*** Opening TEXT EXCERPT ***
ElFitz 24 hours ago [-]

Hmm.

Maybe there’s a way to play around with this idea in pi. I’ll dig into it.

bozdemir 20 hours ago [-]

Solid post but half of this reads like a pitch deck for Ably with extra steps. The disclosure would have landed better at the top than buried two paragraphs from the end. The transport isn't really the problem though. The interaction model is. When my cron agent finishes a task at 3am I don't want a live session I can rejoin, I want it to drop a message in Slack or email me and shut up. The scenarios you list (agent outlives caller, unprompted push, caller changes device) are all solved in prod today with pubsub plus a notification provider, and HTTP handles that just fine. Durable session as a first class primitive is cool, but it's a nice-to-have for a narrow slice of work, not a prerequisite for "all your agents going async." The page-refresh-kills-the-chatbot point is fair, but SSE with Last-Event-ID and proper event sourcing gets you 80 percent of what you're describing without inventing a new primitive. Trading systems and chat apps have been doing this for 15 years. WebSockets with resumable streams aren't some unsolved frontier. Where you do have a real point is multi-human collaborative sessions with token streaming across devices. That genuinely is awkward on pure request-response. But framing it as "the transport is broken" oversells it. Most async agents are fire and forget with a webhook at the end, and they're fine.

alansaber 18 hours ago [-]

Agree with this, the problem isn't a technical one, it's UX.

_pdp_ 1 days ago [-]

Here is an interesting find.

Let's say that you have two agents running concurrently: A & B. Agent A decides to push a message into the context of agent B. It does that and the message ends up somewhere in the list of the message right at the bottom of the conversation.

The question is, will agent B register that a new message was inserted and will it act on it?

If you do this experiment you will find out that this architecture does not work very well. New messages that are recent but not the latest have little effect for interactive session. In other words, Agent A will not respond and say, "and btw, this and that happened" unless perhaps instructed very rigidly or perhaps if there is some other instrumentation in place.

Your mileage may vary depending on the model.
*** Closing TEXT EXCERPT ***
# WHAT YOU NEED TO DO
1/ In one to three sentences, explain why bozdemir argues in the forum thread that the transport isn't really the problem.
2/ Copy out the forum thread from "Let's say that" to "of the conversation.".
The lines have no connection to the forum thread.
*** Opening PROVIDED DATA ***
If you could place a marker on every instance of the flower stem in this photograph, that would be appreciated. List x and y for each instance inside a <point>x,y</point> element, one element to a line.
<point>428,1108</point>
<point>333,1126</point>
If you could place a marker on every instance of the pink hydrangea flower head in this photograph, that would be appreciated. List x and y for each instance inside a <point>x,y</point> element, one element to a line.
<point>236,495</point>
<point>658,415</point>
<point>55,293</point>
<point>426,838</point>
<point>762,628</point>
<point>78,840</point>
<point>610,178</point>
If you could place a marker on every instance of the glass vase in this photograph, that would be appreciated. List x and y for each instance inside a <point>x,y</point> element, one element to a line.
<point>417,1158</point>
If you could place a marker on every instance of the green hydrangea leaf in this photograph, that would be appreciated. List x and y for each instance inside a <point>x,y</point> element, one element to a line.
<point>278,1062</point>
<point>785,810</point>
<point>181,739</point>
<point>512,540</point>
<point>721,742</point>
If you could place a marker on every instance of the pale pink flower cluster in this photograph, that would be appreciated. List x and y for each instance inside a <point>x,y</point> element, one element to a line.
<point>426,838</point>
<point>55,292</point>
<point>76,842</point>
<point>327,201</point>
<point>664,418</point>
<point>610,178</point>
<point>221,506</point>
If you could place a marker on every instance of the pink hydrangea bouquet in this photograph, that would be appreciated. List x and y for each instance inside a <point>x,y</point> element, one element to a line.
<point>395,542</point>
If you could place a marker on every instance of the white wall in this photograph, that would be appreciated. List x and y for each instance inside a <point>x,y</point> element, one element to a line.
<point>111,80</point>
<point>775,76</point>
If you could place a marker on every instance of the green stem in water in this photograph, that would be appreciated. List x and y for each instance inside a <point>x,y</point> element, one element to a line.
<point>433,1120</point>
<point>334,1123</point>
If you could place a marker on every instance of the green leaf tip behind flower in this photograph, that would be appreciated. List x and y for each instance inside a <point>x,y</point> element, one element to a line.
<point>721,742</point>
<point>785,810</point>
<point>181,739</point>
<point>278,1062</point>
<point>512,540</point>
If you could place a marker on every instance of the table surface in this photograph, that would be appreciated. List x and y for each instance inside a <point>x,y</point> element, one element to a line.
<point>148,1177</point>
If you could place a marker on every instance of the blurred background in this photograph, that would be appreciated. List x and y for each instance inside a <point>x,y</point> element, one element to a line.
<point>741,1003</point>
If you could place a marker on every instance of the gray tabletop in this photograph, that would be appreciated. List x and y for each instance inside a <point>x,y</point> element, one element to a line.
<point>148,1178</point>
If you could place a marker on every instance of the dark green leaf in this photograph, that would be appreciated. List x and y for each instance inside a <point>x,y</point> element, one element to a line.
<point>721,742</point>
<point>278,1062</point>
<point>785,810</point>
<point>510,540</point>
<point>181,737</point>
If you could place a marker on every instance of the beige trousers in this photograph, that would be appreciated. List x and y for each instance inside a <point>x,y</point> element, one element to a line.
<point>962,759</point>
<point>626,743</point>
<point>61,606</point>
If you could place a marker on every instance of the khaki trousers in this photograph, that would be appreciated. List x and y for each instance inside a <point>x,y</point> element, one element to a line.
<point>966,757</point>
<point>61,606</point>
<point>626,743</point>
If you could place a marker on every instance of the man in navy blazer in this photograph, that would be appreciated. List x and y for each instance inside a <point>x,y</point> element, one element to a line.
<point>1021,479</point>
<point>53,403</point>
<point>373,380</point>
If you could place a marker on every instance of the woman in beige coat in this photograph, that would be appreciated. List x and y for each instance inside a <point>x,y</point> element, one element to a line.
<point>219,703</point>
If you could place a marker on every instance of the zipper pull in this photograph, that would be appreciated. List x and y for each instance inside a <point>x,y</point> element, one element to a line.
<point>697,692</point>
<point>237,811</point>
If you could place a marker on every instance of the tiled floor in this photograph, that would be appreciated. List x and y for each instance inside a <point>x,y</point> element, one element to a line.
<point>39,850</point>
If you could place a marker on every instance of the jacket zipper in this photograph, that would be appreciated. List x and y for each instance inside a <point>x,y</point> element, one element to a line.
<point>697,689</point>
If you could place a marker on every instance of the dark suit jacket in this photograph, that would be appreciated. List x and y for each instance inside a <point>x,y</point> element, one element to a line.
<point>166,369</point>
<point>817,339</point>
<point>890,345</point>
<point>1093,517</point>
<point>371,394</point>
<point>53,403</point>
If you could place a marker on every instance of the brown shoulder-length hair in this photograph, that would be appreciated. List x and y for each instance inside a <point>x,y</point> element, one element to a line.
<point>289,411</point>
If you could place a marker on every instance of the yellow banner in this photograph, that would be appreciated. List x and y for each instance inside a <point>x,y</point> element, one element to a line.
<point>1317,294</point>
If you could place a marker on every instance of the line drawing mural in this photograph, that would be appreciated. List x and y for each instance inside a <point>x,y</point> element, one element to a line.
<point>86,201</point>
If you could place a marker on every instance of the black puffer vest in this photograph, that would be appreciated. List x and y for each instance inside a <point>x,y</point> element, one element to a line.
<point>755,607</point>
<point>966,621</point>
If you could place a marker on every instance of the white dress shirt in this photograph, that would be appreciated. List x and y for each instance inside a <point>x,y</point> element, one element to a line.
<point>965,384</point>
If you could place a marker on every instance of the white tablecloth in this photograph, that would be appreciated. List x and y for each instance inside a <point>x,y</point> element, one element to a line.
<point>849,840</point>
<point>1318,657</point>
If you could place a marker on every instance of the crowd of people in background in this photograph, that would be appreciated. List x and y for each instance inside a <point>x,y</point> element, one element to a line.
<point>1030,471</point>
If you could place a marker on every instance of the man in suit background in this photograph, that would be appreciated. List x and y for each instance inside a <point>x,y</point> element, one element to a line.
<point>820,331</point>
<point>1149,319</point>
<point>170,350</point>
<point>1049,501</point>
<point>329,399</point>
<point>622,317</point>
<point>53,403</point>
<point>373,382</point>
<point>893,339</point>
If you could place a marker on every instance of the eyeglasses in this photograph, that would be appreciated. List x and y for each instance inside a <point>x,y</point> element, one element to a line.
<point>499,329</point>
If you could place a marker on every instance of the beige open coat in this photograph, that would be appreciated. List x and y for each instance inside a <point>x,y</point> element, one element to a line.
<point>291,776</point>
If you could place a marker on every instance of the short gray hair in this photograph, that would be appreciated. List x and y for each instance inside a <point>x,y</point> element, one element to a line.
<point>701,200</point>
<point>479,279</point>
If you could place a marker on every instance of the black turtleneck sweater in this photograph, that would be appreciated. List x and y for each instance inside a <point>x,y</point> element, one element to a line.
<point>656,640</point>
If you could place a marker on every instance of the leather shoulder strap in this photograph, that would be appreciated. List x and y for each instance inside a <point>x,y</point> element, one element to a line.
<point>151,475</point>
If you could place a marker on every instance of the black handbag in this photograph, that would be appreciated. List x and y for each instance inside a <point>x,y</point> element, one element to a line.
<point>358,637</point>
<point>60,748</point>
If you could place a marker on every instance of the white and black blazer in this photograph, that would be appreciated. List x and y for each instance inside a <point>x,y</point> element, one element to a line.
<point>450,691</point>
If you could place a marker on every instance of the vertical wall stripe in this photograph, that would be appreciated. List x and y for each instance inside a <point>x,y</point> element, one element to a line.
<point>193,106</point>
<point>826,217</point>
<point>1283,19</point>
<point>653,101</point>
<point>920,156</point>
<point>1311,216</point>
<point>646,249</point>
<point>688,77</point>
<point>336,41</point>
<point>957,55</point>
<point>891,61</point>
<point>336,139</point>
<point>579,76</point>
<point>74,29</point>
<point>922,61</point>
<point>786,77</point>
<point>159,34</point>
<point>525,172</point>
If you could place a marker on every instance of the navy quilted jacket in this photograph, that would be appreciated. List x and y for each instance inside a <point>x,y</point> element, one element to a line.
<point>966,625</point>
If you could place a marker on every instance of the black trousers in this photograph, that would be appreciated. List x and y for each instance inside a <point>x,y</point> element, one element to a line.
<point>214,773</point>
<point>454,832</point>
*** Closing PROVIDED DATA ***
# SOLVED TASKS
1/ The scenarios listed (agent outlives caller, unprompted push, caller changes device) are already solved in production with pubsub plus a notification provider, which HTTP handles fine. SSE with Last-Event-ID and proper event sourcing covers most of the rest, so the real problem is the interaction model.

2/
Let's say that you have two agents running concurrently: A & B. Agent A decides to push a message into the context of agent B. It does that and the message ends up somewhere in the list of the message right at the bottom of the conversation.